**What is expected**
Everything from the line containing "Task: Q: Indicate the driver" through the final line of the records must be transcribed verbatim; nothing else belongs in the result.

**Dataset records**
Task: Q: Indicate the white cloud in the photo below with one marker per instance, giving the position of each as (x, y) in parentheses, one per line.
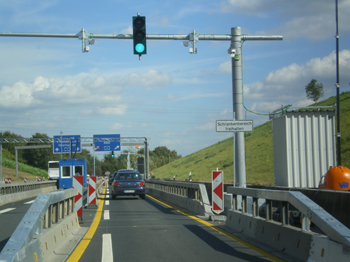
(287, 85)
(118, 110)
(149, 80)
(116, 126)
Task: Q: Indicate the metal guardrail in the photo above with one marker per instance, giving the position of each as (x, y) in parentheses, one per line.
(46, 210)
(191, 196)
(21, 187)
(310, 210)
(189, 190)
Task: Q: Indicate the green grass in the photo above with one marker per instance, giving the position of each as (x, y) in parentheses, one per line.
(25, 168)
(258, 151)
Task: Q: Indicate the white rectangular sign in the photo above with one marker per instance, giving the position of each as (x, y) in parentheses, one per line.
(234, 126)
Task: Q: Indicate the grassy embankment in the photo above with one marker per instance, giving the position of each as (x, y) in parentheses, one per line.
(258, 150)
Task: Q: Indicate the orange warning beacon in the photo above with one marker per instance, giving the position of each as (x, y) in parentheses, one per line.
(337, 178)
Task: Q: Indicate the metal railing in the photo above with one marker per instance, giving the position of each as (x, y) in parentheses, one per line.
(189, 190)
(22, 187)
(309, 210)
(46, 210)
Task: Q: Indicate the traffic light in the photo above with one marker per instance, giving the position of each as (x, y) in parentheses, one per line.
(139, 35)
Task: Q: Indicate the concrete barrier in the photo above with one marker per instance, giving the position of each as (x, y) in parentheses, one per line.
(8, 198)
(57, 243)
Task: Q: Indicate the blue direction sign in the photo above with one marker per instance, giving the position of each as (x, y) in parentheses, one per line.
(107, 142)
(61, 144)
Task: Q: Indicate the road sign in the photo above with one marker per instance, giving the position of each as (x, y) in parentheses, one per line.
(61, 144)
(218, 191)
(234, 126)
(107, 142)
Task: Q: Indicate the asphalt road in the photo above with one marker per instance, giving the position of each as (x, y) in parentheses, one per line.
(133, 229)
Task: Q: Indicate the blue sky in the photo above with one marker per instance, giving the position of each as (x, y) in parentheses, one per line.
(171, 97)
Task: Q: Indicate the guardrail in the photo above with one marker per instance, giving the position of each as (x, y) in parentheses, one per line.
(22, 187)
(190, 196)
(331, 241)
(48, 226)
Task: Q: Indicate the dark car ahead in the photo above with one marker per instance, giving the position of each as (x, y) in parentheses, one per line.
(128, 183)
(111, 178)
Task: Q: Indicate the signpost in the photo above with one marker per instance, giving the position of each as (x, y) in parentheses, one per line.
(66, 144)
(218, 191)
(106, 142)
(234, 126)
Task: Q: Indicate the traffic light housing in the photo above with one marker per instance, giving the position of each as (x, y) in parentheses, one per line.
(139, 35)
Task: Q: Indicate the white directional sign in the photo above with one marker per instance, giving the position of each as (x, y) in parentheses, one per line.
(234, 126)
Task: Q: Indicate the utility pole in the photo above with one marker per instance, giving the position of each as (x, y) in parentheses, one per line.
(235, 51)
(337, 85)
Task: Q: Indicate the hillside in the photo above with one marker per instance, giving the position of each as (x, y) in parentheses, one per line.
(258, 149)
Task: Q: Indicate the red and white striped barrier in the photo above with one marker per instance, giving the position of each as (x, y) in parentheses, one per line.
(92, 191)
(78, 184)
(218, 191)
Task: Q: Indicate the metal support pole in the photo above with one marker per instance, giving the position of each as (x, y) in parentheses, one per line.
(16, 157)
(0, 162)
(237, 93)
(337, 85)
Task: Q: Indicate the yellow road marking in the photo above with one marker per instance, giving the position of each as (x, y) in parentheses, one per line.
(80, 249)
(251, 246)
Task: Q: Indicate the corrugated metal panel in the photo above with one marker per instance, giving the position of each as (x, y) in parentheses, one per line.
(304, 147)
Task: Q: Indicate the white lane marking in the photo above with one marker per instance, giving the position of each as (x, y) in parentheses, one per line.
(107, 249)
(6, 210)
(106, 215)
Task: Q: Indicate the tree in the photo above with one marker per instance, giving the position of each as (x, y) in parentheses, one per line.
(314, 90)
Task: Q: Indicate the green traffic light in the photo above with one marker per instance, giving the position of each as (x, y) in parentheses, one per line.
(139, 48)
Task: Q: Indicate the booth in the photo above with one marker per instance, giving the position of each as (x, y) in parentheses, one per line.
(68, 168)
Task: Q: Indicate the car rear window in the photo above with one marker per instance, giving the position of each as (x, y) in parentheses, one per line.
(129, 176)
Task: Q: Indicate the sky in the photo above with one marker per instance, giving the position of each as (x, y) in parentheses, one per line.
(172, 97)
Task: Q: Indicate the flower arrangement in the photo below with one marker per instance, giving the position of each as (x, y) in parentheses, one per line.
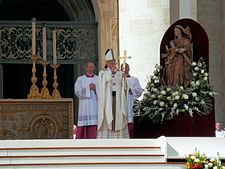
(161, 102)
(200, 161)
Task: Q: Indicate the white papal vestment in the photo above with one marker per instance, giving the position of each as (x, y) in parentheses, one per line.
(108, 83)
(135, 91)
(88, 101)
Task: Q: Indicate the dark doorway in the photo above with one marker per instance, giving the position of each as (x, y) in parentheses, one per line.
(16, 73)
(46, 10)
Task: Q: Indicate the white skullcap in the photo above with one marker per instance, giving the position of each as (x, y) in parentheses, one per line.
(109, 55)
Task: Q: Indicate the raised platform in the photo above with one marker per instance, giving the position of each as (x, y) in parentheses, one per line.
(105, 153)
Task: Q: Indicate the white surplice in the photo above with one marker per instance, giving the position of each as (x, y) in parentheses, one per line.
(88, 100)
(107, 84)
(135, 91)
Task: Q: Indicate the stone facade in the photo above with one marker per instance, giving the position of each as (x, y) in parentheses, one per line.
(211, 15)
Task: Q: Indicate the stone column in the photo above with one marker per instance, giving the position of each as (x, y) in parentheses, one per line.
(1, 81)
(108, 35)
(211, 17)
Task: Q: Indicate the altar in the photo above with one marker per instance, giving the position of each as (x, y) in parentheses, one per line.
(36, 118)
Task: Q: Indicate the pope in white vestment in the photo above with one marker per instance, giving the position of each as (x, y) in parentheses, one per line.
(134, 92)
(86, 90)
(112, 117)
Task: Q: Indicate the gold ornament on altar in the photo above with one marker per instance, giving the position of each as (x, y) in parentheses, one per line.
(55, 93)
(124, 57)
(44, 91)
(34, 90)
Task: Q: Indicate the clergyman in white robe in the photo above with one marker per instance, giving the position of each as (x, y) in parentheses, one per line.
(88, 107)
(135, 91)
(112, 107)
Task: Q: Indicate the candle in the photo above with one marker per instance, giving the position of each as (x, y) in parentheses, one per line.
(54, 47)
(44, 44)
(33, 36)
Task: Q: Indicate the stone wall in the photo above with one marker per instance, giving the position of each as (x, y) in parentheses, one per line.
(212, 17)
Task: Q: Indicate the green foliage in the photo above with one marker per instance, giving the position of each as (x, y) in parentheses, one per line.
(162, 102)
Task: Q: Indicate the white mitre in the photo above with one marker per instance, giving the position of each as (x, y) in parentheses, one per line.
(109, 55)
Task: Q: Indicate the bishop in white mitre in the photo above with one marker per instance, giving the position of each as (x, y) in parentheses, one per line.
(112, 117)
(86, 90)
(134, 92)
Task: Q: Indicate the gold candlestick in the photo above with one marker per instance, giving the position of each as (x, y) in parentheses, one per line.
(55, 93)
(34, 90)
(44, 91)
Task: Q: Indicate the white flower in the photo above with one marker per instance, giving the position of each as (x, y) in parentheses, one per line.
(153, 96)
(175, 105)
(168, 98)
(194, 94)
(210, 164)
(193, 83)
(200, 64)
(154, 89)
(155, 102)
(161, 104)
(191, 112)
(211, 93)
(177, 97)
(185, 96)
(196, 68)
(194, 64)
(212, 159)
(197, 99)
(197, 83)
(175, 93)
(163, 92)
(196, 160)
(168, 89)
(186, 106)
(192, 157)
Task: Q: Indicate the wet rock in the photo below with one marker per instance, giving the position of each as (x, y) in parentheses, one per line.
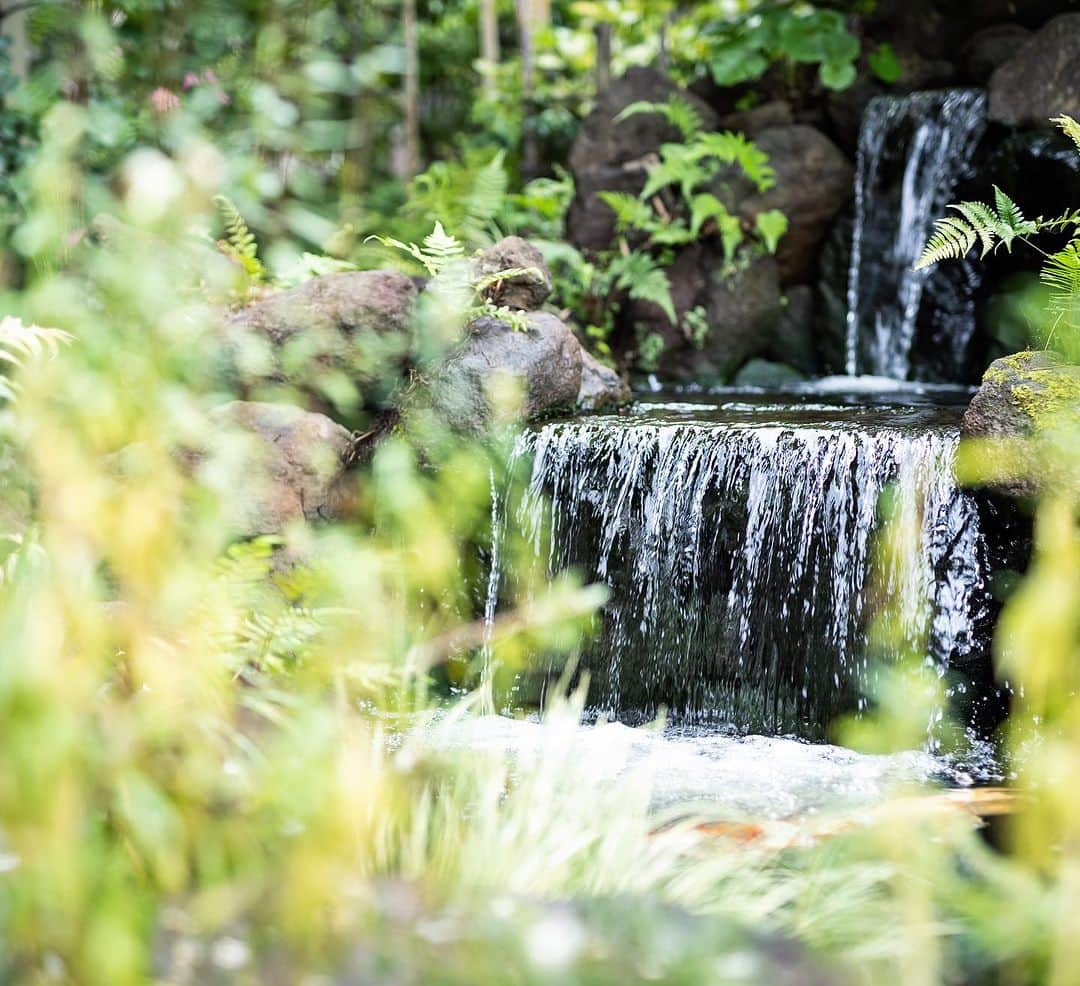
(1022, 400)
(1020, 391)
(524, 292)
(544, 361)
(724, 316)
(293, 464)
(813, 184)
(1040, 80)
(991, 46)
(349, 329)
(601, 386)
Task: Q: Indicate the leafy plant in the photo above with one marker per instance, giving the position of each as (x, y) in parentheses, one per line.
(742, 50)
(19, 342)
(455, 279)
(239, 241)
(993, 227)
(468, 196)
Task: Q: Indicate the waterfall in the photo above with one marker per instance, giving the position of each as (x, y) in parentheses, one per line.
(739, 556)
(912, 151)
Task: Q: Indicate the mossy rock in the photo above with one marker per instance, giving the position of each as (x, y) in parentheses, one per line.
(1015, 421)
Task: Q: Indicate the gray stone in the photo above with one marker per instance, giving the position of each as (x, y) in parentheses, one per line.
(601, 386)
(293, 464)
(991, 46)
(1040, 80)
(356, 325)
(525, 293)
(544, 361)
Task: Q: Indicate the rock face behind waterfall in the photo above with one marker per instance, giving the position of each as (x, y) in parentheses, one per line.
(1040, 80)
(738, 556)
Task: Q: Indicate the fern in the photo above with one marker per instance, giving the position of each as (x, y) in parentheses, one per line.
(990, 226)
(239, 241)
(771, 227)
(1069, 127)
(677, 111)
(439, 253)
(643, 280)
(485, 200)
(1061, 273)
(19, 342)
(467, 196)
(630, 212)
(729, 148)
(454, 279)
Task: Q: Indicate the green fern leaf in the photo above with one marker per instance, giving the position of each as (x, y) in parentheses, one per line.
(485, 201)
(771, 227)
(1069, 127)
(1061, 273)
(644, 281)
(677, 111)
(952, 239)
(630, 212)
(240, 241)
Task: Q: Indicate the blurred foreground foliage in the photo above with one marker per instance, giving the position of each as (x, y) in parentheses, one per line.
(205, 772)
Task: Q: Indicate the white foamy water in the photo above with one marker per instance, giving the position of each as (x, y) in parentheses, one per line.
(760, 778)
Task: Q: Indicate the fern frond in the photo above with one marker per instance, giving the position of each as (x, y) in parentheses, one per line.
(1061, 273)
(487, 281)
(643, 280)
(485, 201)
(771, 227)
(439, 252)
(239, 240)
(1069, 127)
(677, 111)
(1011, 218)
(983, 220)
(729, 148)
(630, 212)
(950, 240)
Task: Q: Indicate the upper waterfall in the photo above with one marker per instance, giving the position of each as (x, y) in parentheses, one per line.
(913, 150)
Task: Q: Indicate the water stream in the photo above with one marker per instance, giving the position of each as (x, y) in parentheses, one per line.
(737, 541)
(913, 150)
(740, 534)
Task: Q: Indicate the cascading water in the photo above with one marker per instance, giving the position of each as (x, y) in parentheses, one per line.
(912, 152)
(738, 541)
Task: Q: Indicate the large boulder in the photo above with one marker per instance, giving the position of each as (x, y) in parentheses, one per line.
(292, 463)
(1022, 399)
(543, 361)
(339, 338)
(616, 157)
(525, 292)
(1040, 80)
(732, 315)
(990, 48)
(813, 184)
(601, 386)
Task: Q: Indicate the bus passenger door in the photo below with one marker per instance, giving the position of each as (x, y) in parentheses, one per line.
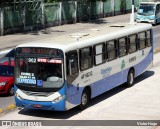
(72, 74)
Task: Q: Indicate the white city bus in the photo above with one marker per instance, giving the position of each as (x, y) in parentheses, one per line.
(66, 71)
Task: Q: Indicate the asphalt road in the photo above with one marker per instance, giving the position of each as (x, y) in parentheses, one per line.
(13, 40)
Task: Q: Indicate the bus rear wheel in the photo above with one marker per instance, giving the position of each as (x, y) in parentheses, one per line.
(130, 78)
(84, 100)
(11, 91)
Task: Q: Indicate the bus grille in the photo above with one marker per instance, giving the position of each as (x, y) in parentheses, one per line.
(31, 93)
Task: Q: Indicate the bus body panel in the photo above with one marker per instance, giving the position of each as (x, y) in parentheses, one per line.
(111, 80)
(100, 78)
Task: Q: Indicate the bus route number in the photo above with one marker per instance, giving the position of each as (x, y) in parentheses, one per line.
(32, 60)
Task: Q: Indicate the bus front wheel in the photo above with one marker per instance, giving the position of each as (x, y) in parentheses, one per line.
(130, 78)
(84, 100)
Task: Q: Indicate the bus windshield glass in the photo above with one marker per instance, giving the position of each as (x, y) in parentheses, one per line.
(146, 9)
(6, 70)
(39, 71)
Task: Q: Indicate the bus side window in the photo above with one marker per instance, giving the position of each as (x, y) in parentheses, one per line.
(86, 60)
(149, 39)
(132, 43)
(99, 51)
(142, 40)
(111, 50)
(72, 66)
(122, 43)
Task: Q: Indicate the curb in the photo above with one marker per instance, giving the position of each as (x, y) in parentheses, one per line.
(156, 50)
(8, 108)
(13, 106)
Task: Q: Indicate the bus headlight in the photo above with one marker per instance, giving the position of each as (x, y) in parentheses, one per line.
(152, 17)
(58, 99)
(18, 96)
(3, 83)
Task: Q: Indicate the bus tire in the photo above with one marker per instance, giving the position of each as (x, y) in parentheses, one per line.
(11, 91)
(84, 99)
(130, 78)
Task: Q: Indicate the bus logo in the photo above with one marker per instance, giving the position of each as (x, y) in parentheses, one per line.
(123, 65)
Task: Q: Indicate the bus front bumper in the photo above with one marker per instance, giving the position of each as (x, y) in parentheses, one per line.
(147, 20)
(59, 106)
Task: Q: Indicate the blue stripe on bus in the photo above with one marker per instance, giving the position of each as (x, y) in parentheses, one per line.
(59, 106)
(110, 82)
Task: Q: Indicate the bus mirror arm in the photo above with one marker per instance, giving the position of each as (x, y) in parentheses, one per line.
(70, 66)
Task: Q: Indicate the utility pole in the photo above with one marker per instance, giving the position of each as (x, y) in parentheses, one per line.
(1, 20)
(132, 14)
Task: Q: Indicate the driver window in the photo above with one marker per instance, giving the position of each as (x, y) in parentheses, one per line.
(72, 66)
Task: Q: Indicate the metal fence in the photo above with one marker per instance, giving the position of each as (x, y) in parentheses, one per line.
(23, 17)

**Result of the task**
Task: Q: Indicate the driver window in the photo above with one marker per instance, giving the position of each as (x, y) in parentheses, one per line.
(72, 66)
Task: Q: Indicate the metal fence in the photo above with one marker per instance, giving the position of each as (x, y) in parentheses, one per line.
(23, 17)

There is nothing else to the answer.